EXERCISE 1: In the comment thread on Apple's PERM hiring, translate this sentence into Spanish: "Legislators can change the rules if they don't like them and want them changed."
EXERCISE 2: Extend the comment thread on Apple's PERM hiring with the next reply after its final comment.

EXCERPTED PASSAGE:
Start of Block

There’s more to it than that, but that’s one of the big ones. Have you worked with foreign contractors/outsourcing before? If so you know why jumping to another job would be difficult.



Immigration is brutal and absurd!! One can waste their whole life waiting for a piece of paper!!!


> native citizens

I hope that by this you mean Native Americans. Or are colonizers now considered native citizens?



Native means belonging to a place by birth, as to distinguish from citizens not born here. Colonizer is dehumanizing language.


> required all PERM position applicants to mail paper applications, even though the company permitted electronic applications for other positions. In some instances, Apple did not consider certain applications for PERM positions from Apple employees if those applications were submitted electronically

> the company acknowledged in a statement that it had "unintentionally not been following the DOJ standard"

I'd love to know what sequence of events led to this very archaic but unintentional violation! Should be a fun read!



I think this relates to something called batch PERM where they can apply for employment based (EB) green cards for batches of their existing visa employees in similar roles instead of doing recruitment for every single position.

Meta got in trouble with the DOJ for the same thing. They advertised for positions in newspapers and only accepted paper applications for PERM positions, unlike their other jobs which are advertised online. This is mainly because you don't want anyone actually applying for the PERM roles, since you need to prove no minimally (not most) qualified US citizen or PR could be found.

I think long term this is going to make getting PERM approved more difficult. It already takes 2-3 years now (without any audits) to get an I-140 (green card) application approved, not to mention getting the card can take decades in some cases.

People on H1B work visa can't stay on it for more than 6 years unless they actually get through PERM and get I-140, so I'm expecting this change will have a chilling effect on employers sponsoring work visas and applying for PERM unless it's a very specialized role. Why would you sponsor someone if you know they can't work in the country long term ? Hard times ahead for people on visa.



Legislators can change the rules if they don’t like them and want them changed. They can add the requirement of posting the job online.


Legislators love the status quo. Having a rotating roster of complaint foreign workers whose employers control their visa, you get to keep all their FICA taxes, AND you get to kick them out after 6 years.

It's basically Dubai++



> Legislators can change the rules

Let's stop pretending that immigration law can be changed in the current political climate.

It's a remote, theoretical possibility, rather than a practical one.



I suspect that this is more a "certain managers wanted certain types of employees," as opposed to a systemic, companywide decree from Up High (like IBM's ageism).

Apple just makes too damn much money to worry overmuch about salaries. If anything, a lot of managers like H1Bs, because they can drive them like slaves. I've seen exactly that, in front of my own eyes. It's pretty disturbing, if you are a manager like me.



Weren't Apple one of the ringleaders in the conspiracy to suppress wages between the large tech companies a few years back?

End of Block

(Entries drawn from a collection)
Start of Block

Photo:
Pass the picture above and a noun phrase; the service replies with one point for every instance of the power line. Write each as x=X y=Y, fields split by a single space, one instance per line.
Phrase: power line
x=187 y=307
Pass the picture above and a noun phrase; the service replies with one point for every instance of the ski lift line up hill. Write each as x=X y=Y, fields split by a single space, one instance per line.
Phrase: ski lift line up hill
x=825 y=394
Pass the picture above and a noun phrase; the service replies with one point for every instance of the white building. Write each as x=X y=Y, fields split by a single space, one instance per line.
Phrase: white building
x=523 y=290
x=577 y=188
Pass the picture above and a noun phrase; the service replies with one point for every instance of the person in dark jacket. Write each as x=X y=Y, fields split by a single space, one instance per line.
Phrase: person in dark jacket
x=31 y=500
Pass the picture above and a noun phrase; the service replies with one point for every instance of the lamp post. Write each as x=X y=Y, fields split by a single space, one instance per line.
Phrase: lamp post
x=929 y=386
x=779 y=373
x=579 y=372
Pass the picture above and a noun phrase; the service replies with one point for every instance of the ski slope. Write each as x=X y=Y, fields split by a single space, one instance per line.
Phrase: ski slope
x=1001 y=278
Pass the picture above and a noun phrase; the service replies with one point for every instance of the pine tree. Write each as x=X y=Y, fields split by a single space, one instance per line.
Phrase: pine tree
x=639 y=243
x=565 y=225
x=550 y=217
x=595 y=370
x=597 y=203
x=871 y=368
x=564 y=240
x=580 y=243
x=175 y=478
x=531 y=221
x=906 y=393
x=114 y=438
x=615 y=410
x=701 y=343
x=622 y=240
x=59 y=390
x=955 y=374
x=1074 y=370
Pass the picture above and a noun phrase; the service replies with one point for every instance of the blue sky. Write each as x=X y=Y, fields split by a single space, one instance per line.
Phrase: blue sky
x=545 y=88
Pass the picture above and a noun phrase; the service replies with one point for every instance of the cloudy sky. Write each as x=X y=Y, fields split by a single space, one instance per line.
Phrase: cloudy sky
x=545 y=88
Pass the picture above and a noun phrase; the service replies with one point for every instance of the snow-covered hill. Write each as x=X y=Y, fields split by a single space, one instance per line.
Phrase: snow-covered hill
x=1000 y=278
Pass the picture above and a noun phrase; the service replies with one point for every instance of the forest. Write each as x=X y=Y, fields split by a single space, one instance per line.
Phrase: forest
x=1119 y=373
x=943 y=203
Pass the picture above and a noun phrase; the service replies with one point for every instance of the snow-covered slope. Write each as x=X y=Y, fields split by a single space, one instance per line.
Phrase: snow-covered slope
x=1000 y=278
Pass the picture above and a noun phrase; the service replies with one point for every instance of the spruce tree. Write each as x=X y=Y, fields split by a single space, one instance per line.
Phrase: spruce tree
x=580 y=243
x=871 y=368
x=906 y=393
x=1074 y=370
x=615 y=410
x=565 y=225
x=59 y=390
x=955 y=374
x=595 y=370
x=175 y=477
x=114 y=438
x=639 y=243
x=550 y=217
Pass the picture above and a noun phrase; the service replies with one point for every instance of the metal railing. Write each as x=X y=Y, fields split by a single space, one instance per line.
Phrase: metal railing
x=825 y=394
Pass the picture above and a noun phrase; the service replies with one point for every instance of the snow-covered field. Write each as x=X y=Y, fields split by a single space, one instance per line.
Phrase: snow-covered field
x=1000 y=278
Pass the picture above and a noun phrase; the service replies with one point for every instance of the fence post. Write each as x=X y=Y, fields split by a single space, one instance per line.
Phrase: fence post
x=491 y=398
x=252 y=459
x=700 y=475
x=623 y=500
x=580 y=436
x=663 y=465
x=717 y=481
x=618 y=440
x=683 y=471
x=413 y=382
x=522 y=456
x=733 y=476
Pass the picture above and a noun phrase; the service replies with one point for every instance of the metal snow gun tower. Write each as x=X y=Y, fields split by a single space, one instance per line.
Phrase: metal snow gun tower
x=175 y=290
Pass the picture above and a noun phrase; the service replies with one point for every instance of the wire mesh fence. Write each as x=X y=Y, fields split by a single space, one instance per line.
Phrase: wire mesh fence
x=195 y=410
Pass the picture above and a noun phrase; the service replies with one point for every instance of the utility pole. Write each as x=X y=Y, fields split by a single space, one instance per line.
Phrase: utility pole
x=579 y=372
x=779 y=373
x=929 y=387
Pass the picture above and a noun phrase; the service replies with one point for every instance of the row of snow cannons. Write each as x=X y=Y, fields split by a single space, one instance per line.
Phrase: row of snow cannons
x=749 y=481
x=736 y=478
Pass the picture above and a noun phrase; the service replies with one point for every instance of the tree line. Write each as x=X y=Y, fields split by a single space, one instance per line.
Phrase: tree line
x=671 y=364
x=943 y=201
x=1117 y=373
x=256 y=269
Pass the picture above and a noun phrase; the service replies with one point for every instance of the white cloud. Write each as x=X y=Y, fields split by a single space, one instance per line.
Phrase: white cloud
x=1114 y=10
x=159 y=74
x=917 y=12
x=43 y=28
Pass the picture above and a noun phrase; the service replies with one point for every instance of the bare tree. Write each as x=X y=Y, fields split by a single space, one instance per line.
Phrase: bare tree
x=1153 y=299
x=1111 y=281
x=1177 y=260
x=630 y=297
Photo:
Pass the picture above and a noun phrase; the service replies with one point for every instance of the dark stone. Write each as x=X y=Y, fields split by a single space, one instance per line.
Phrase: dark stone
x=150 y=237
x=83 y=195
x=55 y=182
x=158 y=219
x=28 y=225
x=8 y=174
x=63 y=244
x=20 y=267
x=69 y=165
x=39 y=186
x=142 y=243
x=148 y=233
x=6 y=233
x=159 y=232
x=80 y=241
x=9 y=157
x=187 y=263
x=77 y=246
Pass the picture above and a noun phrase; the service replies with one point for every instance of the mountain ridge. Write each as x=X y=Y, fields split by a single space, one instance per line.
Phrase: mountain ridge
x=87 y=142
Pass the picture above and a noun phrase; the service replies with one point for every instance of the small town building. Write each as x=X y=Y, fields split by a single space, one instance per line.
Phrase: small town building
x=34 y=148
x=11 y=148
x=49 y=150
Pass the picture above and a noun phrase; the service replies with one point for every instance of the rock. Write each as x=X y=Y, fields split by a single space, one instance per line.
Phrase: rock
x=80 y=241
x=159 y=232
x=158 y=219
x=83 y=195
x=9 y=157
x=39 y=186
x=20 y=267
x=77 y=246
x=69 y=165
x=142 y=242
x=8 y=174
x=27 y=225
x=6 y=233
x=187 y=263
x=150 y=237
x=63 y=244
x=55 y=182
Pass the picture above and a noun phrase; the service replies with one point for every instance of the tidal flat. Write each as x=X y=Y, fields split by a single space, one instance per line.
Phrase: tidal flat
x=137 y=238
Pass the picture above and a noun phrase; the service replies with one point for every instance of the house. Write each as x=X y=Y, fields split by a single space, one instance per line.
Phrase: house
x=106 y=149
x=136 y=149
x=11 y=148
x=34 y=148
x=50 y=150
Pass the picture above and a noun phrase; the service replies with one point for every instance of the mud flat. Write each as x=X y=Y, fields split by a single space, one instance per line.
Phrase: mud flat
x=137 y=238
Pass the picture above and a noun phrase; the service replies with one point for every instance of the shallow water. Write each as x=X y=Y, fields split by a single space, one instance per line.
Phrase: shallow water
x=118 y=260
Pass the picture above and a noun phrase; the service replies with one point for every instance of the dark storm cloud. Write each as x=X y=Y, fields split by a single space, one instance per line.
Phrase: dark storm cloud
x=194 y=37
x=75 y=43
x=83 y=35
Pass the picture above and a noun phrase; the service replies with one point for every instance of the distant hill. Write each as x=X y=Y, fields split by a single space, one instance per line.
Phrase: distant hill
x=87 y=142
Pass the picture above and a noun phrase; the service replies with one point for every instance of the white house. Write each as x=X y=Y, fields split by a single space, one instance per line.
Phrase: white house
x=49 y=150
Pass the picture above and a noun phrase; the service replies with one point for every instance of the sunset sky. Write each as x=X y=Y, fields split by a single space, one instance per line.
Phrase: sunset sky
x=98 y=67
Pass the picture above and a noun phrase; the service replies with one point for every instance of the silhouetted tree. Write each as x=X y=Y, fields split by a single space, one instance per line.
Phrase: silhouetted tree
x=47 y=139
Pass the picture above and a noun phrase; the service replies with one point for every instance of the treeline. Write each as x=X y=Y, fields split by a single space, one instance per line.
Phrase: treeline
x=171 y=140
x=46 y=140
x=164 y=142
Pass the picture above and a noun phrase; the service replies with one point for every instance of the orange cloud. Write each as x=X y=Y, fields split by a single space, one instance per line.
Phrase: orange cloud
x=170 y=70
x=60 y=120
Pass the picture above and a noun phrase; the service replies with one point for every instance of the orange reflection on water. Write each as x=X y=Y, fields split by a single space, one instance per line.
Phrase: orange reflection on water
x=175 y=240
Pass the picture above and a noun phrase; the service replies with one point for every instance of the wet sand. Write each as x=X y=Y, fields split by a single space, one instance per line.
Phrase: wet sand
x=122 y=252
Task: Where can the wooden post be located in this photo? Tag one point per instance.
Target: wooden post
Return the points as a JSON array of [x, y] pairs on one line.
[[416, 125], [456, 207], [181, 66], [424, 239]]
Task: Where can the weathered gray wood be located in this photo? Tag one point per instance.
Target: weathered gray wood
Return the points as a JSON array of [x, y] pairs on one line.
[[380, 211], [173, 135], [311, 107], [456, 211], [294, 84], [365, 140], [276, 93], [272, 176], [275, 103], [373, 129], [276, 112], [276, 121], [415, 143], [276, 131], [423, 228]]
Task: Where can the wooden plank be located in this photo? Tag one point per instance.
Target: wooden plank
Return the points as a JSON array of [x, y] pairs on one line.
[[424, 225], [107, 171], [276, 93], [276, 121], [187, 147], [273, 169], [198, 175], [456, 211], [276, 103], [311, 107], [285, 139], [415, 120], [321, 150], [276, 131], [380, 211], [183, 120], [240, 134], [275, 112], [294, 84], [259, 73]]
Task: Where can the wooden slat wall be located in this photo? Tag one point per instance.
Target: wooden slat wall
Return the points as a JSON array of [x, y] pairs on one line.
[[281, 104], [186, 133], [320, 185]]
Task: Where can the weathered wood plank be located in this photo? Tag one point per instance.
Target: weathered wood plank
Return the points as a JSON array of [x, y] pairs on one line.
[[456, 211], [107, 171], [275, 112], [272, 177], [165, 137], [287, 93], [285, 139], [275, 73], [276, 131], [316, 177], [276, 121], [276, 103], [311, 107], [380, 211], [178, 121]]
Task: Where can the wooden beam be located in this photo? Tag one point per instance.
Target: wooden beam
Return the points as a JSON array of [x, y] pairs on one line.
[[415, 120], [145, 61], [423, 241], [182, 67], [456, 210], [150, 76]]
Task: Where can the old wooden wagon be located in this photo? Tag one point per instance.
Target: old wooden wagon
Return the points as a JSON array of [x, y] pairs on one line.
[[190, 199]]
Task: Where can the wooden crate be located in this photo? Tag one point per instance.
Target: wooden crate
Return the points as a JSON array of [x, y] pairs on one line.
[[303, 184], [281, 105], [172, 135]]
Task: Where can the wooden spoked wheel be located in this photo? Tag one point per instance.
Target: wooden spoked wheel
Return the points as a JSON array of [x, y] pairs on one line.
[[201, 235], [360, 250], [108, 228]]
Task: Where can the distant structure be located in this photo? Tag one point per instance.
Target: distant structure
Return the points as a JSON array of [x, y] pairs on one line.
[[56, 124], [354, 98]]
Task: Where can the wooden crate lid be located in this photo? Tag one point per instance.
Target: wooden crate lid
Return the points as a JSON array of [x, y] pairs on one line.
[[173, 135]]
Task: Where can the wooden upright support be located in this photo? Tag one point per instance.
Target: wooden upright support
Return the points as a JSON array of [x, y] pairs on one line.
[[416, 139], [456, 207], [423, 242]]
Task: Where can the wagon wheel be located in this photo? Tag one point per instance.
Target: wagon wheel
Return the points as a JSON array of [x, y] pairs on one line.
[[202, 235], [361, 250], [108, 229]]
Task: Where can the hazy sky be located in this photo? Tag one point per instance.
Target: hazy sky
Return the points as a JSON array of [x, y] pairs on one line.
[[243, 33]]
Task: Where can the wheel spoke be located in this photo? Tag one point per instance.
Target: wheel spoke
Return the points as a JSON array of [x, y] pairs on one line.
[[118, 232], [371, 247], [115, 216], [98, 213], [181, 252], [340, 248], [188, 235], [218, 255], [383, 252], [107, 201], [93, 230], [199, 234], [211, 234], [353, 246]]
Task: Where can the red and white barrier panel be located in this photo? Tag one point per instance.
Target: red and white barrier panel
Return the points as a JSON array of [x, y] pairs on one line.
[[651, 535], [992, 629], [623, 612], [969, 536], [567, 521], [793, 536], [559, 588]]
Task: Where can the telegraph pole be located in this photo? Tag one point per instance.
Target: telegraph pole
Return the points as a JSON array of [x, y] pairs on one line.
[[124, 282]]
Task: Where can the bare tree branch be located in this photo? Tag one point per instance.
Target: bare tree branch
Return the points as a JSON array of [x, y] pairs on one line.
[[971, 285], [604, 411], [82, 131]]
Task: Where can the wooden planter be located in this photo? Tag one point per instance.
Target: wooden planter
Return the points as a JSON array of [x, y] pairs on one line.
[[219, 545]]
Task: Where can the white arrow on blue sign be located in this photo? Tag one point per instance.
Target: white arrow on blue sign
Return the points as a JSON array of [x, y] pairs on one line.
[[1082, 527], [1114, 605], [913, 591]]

End of Block

OUTPUT 1: Los legisladores pueden cambiar las reglas si no les gustan y quieren que se cambien.

OUTPUT 2:
Yes, ten years back[0]:

> In one email exchange after a Google recruiter solicited an Apple employee, Schmidt told Jobs that the recruiter would be fired, court documents show. Jobs then forwarded Schmidt’s note to a top Apple human resources executive with a smiley face.

> Apple, Google, Adobe and Intel in 2010 settled a U.S. Department of Justice probe by agreeing not to enter into such no-hire deals in the future. The four companies had since been fighting the civil antitrust class action.

0. https://www.reuters.com/article/us-apple-google-settlement-i...



Good point. I am willing to stand corrected, but I've also seen what I've seen.


I think the third option is more plausible; neither executive decree nor individual managers' particular penchant drives these trends, but rather widespread cultural trends that individual managers act on subconsciously.

We're likely talking about favoring H-1B visas; predominantly Indian, and predominantly male, with a median age of 34.[0] Do individual hiring managers have individual, personal biases? Yes, but what do you call a collective group who all exhibit the same bias? We can speculate about their personal reasons, but keep in mind that H-1B workers are inordinate victims of wage theft! [1]

> Thousands of skilled migrants employed by HCL Technologies—an India-based IT staffing firm that places H-1B workers at top corporations like Disney, FedEx, and Google—appear to have been underpaid by at least $95 million

So perhaps it is simple economics: precarious immigrant workers are easier to steal from.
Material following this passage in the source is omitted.